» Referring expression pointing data
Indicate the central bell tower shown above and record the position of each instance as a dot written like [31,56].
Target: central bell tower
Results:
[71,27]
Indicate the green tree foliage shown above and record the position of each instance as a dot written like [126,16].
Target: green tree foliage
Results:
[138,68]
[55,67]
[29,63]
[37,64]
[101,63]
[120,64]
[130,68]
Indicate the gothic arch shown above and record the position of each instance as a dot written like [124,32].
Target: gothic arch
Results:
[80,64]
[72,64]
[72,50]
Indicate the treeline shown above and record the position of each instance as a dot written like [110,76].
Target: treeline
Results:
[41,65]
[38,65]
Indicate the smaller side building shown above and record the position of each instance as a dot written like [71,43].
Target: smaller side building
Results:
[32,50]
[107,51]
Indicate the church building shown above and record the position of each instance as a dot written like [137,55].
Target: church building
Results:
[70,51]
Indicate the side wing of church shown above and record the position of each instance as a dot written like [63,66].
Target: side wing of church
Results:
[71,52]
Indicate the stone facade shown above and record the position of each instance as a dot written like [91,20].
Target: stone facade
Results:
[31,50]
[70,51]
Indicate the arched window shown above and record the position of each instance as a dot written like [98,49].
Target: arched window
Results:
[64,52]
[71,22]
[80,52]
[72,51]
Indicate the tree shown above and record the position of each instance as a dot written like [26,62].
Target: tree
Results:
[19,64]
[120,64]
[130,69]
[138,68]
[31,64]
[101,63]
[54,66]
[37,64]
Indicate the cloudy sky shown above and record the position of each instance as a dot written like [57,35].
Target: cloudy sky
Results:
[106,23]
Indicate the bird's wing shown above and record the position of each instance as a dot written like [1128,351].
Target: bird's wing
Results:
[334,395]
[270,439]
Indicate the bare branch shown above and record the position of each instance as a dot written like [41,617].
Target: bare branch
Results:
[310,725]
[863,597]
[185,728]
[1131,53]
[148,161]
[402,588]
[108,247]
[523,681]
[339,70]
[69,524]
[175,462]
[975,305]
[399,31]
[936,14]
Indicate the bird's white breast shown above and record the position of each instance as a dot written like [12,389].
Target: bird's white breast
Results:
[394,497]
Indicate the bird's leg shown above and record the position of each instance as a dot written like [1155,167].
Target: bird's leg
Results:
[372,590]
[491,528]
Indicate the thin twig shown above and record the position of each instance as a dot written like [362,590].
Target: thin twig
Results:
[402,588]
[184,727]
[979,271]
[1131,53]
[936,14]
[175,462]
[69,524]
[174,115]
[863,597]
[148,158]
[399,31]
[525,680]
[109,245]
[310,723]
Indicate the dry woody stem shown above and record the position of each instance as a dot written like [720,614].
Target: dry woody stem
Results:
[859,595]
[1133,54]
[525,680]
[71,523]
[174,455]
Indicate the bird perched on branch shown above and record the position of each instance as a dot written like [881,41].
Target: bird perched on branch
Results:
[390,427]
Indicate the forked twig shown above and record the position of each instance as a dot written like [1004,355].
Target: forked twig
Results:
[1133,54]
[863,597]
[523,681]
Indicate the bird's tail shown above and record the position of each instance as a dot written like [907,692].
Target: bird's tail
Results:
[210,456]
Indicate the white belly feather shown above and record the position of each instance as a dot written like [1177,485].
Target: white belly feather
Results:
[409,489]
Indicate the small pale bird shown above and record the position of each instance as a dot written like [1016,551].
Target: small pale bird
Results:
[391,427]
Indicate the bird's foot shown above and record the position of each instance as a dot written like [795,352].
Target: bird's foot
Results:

» WHAT THE TASK REQUIRES
Once you have read the entries, repeat them all exactly.

» ANSWER FOR THE TASK
Indicate the central bell tower shown above and record the position of each instance as a dot written like [31,56].
Target: central bell tower
Results:
[71,27]
Indicate the green tree foliage shown above and record the position of each instance as a dot written like [126,16].
Target: green tree foliage
Results:
[138,68]
[55,67]
[29,63]
[37,64]
[101,63]
[120,64]
[130,68]
Indicate the gothic arch shown above and record the position of each instance as a dot written like [124,32].
Target: gothic arch
Results:
[80,64]
[72,64]
[72,50]
Indicate the treeline shown above and record the position of each instance as a dot written like [110,76].
Target: treeline
Results:
[41,65]
[38,65]
Indicate the smaller side building shown above and record the position of each instance as a dot written like [71,43].
Target: smaller side building
Results:
[32,50]
[107,51]
Indicate the church building shown above and record the position of each instance as a dot written like [137,55].
Target: church building
Results:
[70,51]
Indicate the side wing of church shown above and record the position of each instance as a dot written like [63,66].
Target: side wing of church
Results:
[71,52]
Indicate the stone facade shown above and record the position of each instance as a dot written like [91,20].
Target: stone facade
Results:
[31,50]
[70,51]
Indicate the arched window shown above and record the position of each instance as a dot written like [98,49].
Target: arched window
Results:
[64,52]
[71,22]
[80,52]
[72,51]
Indicate the tree shown above and record the position of each instance as a dot written like [26,62].
Target: tree
Results:
[19,64]
[120,64]
[130,69]
[138,68]
[31,64]
[101,63]
[54,66]
[37,64]
Indicate the cloudy sky shown above and record the position of each instance as a dot written like [57,35].
Target: cloudy sky
Results:
[106,23]
Indicate the bird's wing shown above and record the position of each instance as a dot written like [1128,351].
Target: bird's wing
Results:
[334,395]
[270,439]
Indicate the bare branch shown above and record the position of each instance as a dot written like [41,617].
Target: bare branch
Results:
[310,725]
[863,597]
[185,728]
[1131,53]
[148,161]
[402,588]
[108,247]
[523,681]
[339,70]
[69,524]
[175,462]
[975,305]
[399,31]
[936,14]
Indicate the bird's white breast shown above and record the position of each instance as a dot written like [12,389].
Target: bird's white breast
Results:
[394,497]
Indicate the bird's leg shown above and record the position of each instance as a dot written like [1155,167].
Target: bird's leg
Results:
[372,590]
[491,528]
Indicate the thin twig shown above and record the position of each instance as a dot written like [362,590].
Target: thin twig
Results:
[402,588]
[184,727]
[979,271]
[1131,53]
[936,14]
[175,462]
[69,524]
[174,115]
[863,597]
[148,158]
[399,31]
[525,680]
[109,245]
[310,723]
Indicate the dry woody stem shown above and record the position of each instance as a dot written like [720,614].
Target: dry woody stem
Results:
[859,595]
[1133,54]
[525,680]
[71,523]
[174,455]
Indicate the bird perched on branch shown above and record the position of each instance as a dot written like [881,41].
Target: bird perched on branch
Results:
[390,427]
Indicate the forked twig shown above and record the position of each instance as a dot written like [1004,355].
Target: forked twig
Results:
[1133,54]
[863,597]
[523,681]
Indicate the bird's tail shown above and record the position of each instance as a dot written like [907,692].
Target: bird's tail
Results:
[210,456]
Indicate the white belly feather shown above and record the position of each instance as a dot written like [1177,485].
Target: white belly feather
Results:
[409,489]
Indicate the small pale bird shown above and record the position of each instance as a dot written like [1016,551].
Target: small pale bird
Results:
[391,427]
Indicate the bird's foot shown above and record the position of each instance as a dot written like [795,352].
Target: bird's foot
Results:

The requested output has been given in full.